### ACTIVITY:
Which lines in the entries below contain the string "knuckle"? Show each of them in full.

### STUDY MATERIAL:
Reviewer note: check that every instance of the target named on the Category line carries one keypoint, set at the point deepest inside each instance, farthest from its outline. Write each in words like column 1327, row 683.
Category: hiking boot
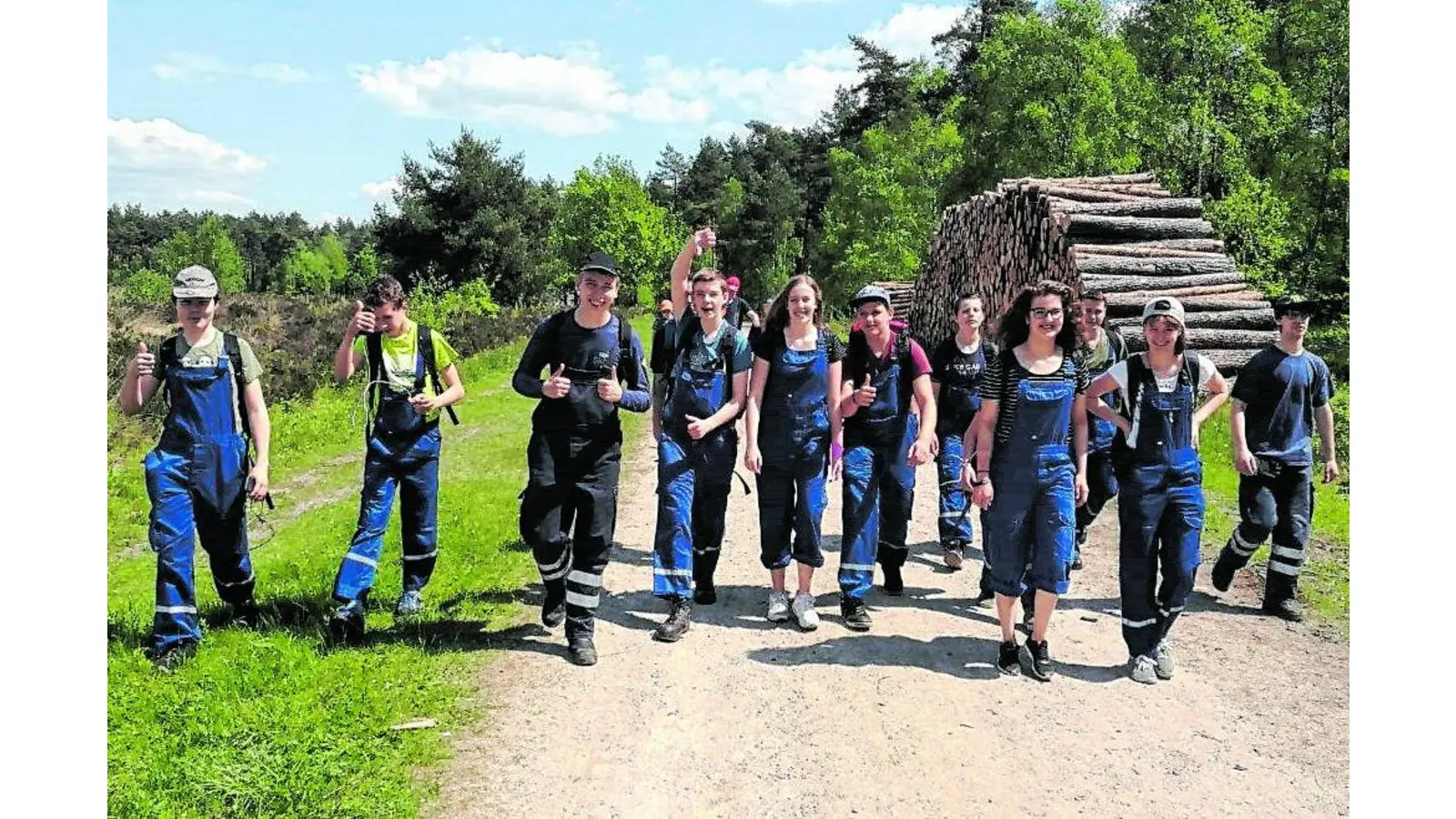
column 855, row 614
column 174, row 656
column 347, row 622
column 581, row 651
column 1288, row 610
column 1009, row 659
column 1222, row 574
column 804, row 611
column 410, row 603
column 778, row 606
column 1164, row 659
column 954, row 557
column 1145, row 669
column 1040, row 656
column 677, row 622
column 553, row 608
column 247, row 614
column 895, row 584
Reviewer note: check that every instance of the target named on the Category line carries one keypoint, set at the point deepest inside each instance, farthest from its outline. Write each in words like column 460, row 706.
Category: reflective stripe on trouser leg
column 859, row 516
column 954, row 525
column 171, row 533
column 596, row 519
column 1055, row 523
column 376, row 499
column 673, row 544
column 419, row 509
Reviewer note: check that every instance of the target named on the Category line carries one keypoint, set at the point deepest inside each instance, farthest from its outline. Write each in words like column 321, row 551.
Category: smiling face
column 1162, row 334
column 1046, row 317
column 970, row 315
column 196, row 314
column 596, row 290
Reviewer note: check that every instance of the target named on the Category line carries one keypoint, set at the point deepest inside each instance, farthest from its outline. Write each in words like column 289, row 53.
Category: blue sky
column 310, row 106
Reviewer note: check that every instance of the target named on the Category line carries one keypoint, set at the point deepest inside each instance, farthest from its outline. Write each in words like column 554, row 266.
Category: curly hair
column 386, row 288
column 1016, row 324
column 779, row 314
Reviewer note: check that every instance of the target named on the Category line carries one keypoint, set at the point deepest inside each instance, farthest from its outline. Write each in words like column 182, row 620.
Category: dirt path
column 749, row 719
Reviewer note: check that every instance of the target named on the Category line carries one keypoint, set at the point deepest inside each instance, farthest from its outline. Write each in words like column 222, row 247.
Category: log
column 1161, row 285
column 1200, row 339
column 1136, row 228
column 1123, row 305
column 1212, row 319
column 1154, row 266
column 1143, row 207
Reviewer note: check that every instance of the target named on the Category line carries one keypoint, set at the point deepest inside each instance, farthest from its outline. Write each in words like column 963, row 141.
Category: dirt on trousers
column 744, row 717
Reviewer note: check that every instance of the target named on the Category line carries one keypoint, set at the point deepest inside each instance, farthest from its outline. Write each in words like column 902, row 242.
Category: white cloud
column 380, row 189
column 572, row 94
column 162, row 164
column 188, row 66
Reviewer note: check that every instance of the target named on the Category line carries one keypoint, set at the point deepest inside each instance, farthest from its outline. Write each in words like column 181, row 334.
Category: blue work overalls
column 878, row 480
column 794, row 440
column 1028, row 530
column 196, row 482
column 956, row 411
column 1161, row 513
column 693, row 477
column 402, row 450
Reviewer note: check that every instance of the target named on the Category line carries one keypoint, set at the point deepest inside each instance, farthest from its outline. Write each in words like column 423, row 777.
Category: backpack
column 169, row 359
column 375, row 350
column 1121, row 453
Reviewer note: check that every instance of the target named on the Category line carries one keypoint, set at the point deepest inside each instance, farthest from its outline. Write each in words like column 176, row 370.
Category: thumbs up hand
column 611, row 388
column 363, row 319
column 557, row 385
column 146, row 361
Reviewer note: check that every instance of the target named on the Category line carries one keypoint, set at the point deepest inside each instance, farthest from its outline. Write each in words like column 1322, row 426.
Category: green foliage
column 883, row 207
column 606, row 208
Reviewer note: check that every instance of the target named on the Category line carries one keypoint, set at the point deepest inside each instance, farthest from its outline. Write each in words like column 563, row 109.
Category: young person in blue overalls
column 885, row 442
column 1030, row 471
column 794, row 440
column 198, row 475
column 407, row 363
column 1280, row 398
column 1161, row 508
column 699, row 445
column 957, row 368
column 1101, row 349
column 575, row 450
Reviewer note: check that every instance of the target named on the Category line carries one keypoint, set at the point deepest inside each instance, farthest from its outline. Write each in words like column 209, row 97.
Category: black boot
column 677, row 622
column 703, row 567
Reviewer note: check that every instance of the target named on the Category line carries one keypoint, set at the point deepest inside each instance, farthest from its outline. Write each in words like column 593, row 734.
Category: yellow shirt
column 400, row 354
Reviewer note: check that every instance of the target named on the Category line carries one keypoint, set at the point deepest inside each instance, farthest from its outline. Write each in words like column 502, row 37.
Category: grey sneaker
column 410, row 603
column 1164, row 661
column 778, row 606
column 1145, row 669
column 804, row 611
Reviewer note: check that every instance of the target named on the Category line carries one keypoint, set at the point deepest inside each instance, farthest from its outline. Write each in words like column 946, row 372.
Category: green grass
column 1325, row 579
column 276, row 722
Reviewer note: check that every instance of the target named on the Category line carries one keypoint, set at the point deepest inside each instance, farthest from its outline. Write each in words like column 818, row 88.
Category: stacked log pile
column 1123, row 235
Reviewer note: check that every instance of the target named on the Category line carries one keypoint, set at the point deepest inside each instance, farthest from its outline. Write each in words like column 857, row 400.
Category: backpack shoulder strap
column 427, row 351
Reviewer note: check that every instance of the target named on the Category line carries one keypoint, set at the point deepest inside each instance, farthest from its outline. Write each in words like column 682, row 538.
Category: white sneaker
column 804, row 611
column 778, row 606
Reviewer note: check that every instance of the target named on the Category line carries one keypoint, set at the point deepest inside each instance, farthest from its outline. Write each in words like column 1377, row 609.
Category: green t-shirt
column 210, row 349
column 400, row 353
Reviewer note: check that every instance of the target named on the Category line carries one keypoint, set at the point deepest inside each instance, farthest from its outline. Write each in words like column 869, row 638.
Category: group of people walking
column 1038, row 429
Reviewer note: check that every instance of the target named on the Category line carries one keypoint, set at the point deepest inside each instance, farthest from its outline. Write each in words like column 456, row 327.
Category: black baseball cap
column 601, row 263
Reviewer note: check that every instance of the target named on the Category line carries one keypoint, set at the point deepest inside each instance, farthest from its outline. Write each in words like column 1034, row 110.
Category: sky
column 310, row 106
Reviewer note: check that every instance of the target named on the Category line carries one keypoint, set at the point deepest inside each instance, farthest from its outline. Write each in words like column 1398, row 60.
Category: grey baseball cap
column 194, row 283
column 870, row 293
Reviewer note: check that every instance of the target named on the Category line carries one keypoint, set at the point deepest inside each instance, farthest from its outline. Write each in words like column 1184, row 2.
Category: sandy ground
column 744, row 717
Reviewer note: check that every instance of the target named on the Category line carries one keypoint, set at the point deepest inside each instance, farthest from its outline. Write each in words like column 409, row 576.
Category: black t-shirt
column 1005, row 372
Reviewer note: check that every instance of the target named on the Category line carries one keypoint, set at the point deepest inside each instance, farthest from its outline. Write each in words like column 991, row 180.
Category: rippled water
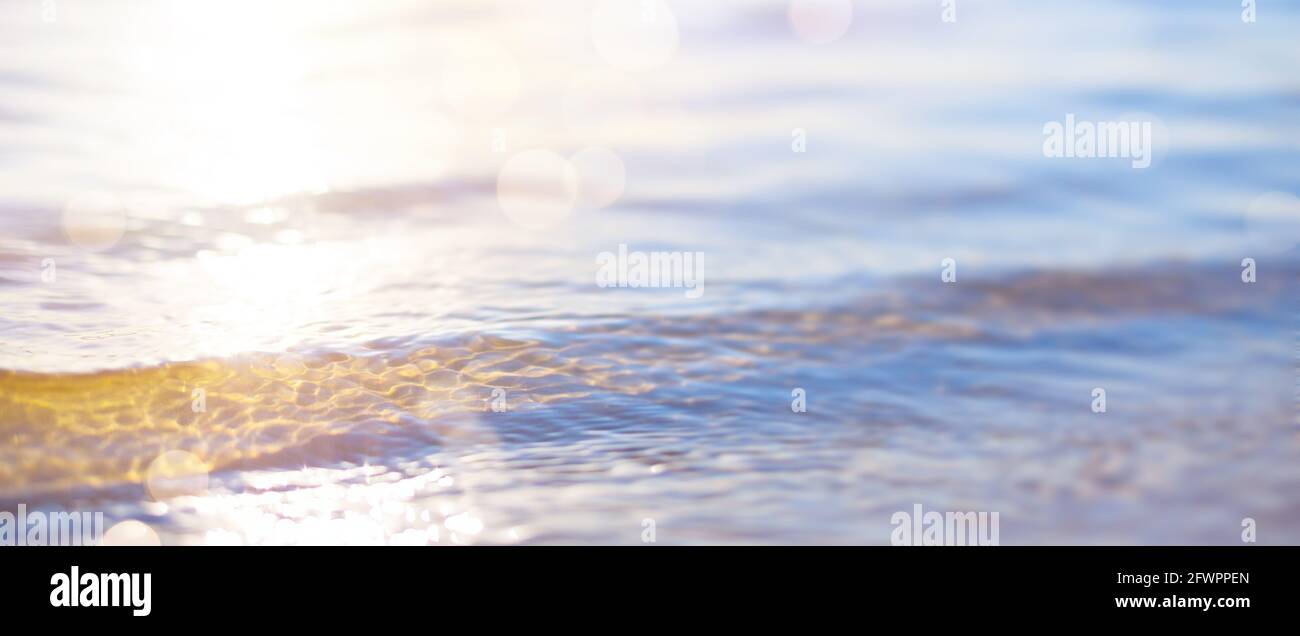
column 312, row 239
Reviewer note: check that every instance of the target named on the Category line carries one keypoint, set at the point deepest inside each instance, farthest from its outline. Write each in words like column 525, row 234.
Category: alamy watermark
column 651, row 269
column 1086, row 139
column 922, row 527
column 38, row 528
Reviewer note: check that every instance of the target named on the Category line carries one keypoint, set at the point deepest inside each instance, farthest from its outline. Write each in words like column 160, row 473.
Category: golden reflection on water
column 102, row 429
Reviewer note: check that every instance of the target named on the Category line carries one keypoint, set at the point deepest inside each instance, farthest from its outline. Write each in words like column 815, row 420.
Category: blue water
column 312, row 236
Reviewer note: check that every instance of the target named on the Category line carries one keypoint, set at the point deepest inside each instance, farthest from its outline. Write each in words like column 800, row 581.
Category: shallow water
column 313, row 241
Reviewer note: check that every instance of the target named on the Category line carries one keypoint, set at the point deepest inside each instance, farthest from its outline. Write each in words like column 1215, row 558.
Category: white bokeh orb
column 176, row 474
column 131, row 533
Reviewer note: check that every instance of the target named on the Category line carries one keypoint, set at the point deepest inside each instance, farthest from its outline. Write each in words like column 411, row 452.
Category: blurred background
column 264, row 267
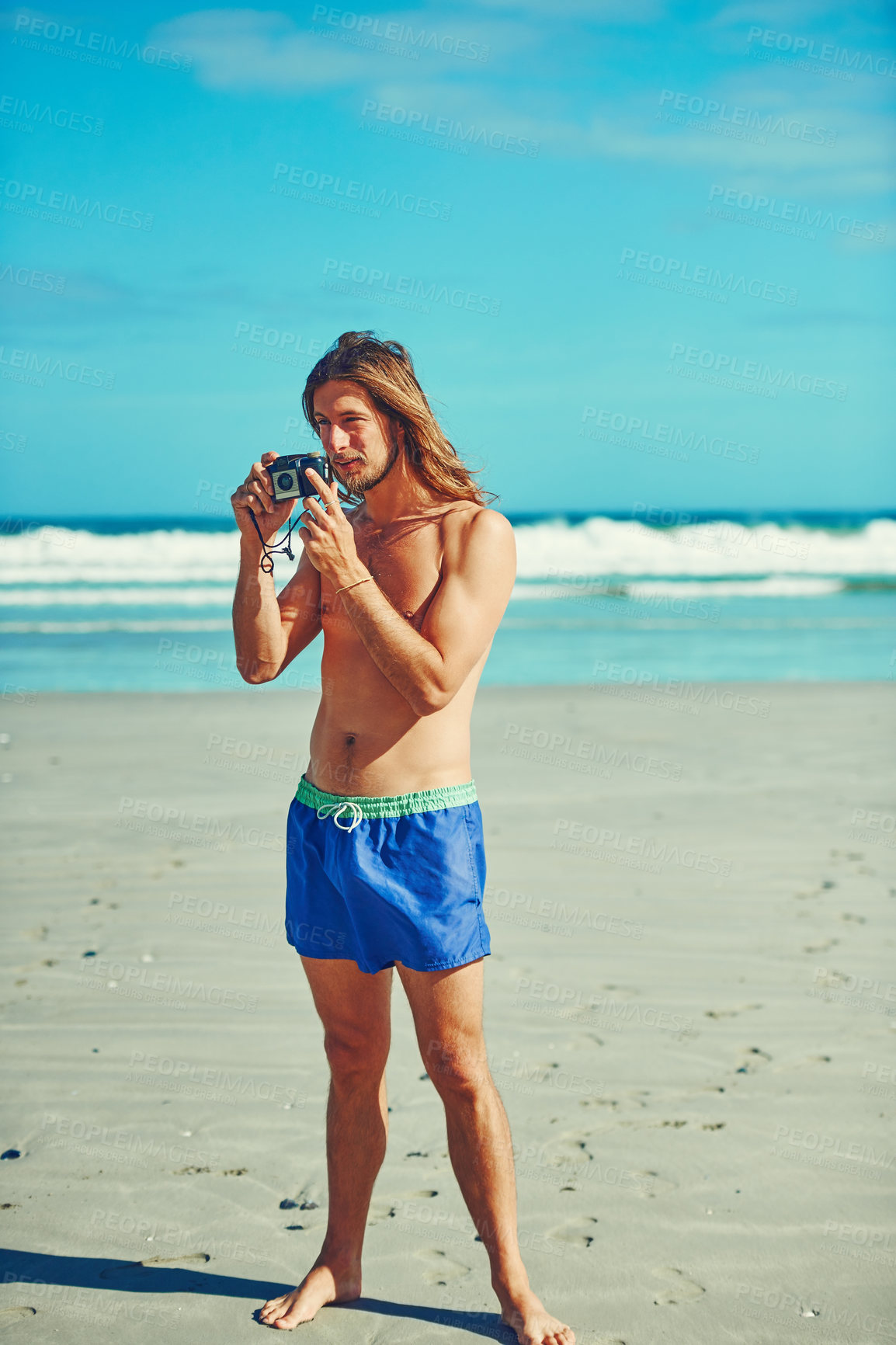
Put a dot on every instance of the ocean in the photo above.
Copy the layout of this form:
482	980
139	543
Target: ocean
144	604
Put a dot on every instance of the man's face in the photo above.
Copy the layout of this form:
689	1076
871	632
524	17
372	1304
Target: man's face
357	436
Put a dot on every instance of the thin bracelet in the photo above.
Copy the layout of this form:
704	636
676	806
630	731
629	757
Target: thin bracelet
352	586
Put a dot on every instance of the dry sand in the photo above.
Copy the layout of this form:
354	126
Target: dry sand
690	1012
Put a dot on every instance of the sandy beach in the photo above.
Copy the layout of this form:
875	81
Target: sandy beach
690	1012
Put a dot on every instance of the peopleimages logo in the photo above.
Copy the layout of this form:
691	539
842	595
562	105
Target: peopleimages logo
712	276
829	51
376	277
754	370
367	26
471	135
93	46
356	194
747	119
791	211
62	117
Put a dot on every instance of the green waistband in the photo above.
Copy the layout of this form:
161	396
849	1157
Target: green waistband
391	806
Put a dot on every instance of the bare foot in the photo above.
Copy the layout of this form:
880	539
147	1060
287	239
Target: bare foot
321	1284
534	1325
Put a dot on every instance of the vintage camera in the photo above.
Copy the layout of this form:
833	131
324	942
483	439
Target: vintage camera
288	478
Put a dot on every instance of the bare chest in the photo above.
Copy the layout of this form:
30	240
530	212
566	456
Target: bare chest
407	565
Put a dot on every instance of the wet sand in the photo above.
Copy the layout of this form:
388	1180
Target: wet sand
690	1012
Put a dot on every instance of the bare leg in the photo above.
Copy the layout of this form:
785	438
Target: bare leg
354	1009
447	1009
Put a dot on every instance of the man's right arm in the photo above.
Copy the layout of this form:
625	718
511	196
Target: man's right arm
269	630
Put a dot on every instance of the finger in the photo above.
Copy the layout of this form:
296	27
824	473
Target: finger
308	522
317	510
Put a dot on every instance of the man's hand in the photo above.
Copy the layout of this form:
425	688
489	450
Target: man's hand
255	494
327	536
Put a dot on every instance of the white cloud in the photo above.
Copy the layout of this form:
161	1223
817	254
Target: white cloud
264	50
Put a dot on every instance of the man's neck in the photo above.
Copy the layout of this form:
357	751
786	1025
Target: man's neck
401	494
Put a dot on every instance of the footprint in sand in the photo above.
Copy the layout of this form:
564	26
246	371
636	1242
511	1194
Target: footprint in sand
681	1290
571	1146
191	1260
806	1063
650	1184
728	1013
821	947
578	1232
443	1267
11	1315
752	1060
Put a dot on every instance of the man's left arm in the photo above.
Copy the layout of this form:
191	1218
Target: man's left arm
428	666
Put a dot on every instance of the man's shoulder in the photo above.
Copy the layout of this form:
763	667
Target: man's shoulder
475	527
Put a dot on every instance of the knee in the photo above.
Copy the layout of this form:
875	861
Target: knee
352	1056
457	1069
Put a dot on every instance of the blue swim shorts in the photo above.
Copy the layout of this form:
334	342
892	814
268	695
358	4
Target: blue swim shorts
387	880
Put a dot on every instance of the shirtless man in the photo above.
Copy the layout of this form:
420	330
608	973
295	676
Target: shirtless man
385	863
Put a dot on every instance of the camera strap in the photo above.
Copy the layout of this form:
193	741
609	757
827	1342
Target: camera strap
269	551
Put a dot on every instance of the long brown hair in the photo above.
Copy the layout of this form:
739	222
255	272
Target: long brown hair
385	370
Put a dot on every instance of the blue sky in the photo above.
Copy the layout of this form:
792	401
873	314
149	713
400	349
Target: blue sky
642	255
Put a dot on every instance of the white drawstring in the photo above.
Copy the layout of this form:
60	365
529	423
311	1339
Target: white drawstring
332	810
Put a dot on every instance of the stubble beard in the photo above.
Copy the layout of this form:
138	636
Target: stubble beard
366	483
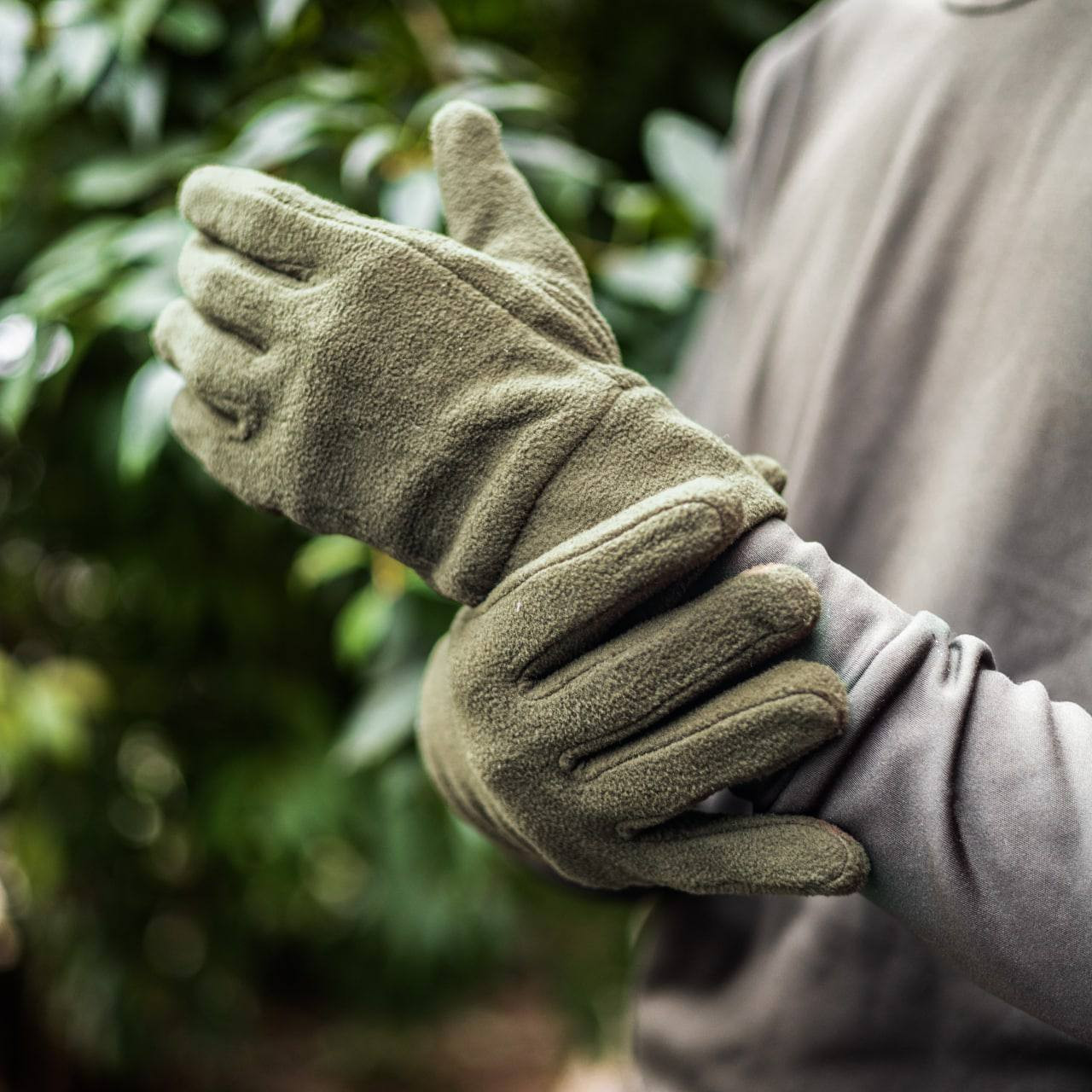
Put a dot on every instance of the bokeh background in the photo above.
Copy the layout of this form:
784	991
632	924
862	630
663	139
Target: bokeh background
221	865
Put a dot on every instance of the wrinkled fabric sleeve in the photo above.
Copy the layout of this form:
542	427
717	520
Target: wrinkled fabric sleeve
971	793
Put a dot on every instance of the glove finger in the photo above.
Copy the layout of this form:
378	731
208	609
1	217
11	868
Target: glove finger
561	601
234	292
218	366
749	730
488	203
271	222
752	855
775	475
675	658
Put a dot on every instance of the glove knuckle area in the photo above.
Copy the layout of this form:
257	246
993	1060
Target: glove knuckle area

### SOLUTION TO THIS EXERCISE:
Put a dot on every instance of the glove knuckle area in the photo above.
Target: glove knuckle area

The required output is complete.